▶ _Aim_
Reproduce the listing below verbatim.

▶ _Provided material_
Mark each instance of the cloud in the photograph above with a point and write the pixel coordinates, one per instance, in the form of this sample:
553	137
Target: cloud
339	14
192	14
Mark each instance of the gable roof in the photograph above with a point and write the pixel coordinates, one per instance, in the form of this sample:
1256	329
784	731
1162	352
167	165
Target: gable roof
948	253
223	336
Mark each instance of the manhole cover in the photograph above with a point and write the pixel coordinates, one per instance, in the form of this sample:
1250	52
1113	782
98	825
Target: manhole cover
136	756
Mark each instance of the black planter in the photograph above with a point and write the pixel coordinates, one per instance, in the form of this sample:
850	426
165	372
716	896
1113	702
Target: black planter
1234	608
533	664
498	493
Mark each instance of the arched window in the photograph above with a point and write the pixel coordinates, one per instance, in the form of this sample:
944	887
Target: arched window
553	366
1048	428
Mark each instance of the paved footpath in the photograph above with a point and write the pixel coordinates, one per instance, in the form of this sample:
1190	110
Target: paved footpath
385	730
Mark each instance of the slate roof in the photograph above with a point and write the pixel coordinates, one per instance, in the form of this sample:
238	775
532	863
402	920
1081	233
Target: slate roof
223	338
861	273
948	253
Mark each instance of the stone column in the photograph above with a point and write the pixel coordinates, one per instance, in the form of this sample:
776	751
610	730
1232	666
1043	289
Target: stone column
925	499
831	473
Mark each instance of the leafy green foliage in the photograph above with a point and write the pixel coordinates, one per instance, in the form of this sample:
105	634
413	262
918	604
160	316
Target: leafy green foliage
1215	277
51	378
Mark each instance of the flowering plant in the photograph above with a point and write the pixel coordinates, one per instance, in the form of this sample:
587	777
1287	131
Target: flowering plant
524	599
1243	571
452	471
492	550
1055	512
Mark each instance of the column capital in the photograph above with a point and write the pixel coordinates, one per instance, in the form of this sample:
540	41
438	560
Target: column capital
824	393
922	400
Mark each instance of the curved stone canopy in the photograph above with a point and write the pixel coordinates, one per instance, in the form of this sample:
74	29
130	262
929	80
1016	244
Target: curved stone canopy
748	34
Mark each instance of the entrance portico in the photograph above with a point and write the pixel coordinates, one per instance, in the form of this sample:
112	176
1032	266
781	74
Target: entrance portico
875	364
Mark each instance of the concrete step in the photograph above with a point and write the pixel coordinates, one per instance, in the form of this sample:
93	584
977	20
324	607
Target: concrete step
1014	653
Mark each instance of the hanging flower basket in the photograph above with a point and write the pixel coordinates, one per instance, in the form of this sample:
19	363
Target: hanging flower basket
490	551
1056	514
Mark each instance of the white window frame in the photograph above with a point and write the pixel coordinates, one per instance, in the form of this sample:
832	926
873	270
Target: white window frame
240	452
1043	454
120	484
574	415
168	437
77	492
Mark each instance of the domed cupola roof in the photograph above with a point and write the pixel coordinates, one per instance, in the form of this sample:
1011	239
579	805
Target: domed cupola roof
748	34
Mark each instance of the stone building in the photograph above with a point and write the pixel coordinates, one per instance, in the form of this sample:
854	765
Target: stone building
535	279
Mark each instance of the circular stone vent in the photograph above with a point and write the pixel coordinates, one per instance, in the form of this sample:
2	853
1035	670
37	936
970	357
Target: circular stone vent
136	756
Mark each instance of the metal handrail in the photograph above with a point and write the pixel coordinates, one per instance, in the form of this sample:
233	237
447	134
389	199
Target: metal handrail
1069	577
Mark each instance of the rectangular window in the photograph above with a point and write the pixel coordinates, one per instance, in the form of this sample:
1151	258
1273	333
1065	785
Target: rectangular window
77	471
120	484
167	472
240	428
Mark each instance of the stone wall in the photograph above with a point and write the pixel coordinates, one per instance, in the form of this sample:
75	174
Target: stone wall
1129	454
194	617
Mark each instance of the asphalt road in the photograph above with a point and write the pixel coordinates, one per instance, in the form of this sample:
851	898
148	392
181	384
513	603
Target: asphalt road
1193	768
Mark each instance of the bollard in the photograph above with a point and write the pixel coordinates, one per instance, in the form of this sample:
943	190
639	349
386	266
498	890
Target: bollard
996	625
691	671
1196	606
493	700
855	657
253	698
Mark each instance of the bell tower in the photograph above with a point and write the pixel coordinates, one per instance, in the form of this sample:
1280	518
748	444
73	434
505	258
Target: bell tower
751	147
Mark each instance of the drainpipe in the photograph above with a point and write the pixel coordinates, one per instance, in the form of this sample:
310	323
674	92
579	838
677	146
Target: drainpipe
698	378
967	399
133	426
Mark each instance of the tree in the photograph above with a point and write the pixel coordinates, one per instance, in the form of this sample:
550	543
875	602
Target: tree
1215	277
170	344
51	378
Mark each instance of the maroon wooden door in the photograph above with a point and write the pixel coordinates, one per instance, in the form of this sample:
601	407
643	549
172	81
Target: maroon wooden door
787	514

▶ _Response to the task_
Mark each instance of the cloud in the photograph above with a point and write the pixel coordinates, one per instance, in the form of this sample:
553	137
Target: cloud
339	14
192	14
Mark each instance of the gable roof in the photograph above with a point and write the pixel coordinates, one per instance, in the form of this sample:
1256	329
784	731
1162	352
167	165
Target: gable roof
948	253
223	336
Mark each instance of the manhole cover in the photograph above with a point and write the pixel coordinates, one per instance, in the form of this sample:
1250	52
1113	782
98	825
Target: manhole cover
136	756
Mark each instance of the black planter in the photograph above with a point and write the pixel coordinates, one per instance, in the form of this sample:
850	426
165	372
716	896
1113	702
Target: black planter
1234	608
533	664
498	493
Mark each instance of the arched window in the photograph above with a point and write the pixel coordinates, one per instance, in the form of this sample:
944	887
Target: arched window
553	366
1048	428
Mark each instance of the paved footpath in the photograph above with a point and write the pixel coordinates, one per instance, in the form of this sample:
1190	110
Target: paved footpath
385	730
Mark each instance of the slate roof in the photograph above with a point and write the pixel coordinates, one per instance, in the form of this sample:
238	775
532	863
402	920
1081	233
Target: slate roof
223	338
861	273
948	253
Mark each instance of the stone column in the photograph above with a point and write the pixel coordinates, one per instance, in the form of this sample:
776	751
610	730
1232	666
1043	289
Target: stone column
925	499
831	473
Mark each instance of the leafy green foliage in the photograph above with a point and write the pixel coordinates, one per instance, in the form of this sample:
105	634
413	262
918	604
160	316
Target: leafy green foliage
1215	277
51	378
Mark each instance of the flowering plant in the photograph above with a point and write the pixel coordinates, one per instance, in the form of this sample:
587	777
1287	131
Target: flowering plant
524	599
1243	571
452	471
492	550
1055	512
Mark each instance of the column capital in the photograph above with a point and write the pixel coordinates, one per instance, in the form of this sample:
540	41
438	560
Target: column capital
824	393
922	400
Mark each instance of the curved stone canopy in the photograph above with a point and write the pixel coordinates, one per instance, in the form of this sample:
74	29
130	262
929	80
1016	244
Target: curved stone canopy
748	34
Mark each instance of the entrance portico in the photograph above with a point and write the pixel coordinates, one per instance, in the form of this sample:
112	176
1032	266
781	74
Target: entrance portico
875	364
Mark each instance of the concrete step in the photograph above with a point and write the pixel coordinates, one per instance, in the form of this sample:
93	584
977	20
324	607
Target: concrete step
1014	653
Mark each instance of the hanging flower basket in the photograph above with a point and write the pixel coordinates, one per instance, in the form of this sample:
19	363
Target: hanging flower basket
490	551
1056	514
Mark each instance of the white window frame in the photograph above with a point and write the pixel coordinates, one per instance, in the form of this sample:
832	926
873	270
Target: white window frame
240	452
1043	454
120	484
574	415
168	437
77	492
Mark each instance of the domed cupola roof in the photograph above with a point and write the pixel coordinates, one per instance, in the form of this sample:
1011	239
579	805
Target: domed cupola roof
748	34
Mark each instance of the stone building in the photograph above with a point and write the pixel coordinates, one per instance, in the form of this sample:
854	765
Target: stone building
535	279
Mark each instance of the circular stone vent in the photograph above with a point and write the pixel coordinates, one per instance, in the form of this sample:
2	853
1035	670
37	936
970	357
Target: circular stone vent
136	756
Mark each instance of the metal handrail in the photograph above with a point and write the pixel coordinates, one per instance, in the form of this sample:
233	237
447	134
389	199
Target: metal handrail
1069	577
Mark each instance of the rectangular window in the photograph above with a point and write the pixel coordinates, one per instance, in the form of this sample:
1151	258
1273	333
1065	785
Target: rectangular window
77	471
120	484
167	472
240	428
Mark each instance of the stone wall in the photograph above with a point and write the pixel coordinates, one per instance, in the form of this sample:
75	174
Target: stone wall
1129	454
194	617
Mark each instance of the asphalt road in the photograph above with a point and write the pixel coordinates, one per instance, in the form of this sample:
851	898
148	392
181	384
513	603
Target: asphalt road
1193	768
Mark each instance of the bollard in the photograph above with a point and write the pixel coordinates, one per instance, in the form of this sample:
943	190
639	349
386	266
498	890
Target: bollard
996	625
691	671
1196	606
493	700
855	657
253	698
Mark each instance of the bell tower in the photograph above with a point and write the pixel coordinates, one per instance, in the form of this sample:
1280	518
748	444
73	434
505	258
Target: bell tower
751	147
Mark each instance of the drainpipe in the photograph above with a point and write the pixel coordinates, one per instance, in the form of this sample:
310	323
674	92
579	838
677	146
Target: drainpipe
698	378
967	399
133	426
Mark each instance of the tree in the photograph above with a point and write the pixel coordinates, one per instance, in the form of this sample:
550	543
875	602
Target: tree
1215	277
170	344
51	378
Mark each instance of the maroon wooden door in the photograph above with a point and write the pixel coordinates, one per instance, in the form of this sample:
601	407
643	549
172	81
Target: maroon wooden door
787	514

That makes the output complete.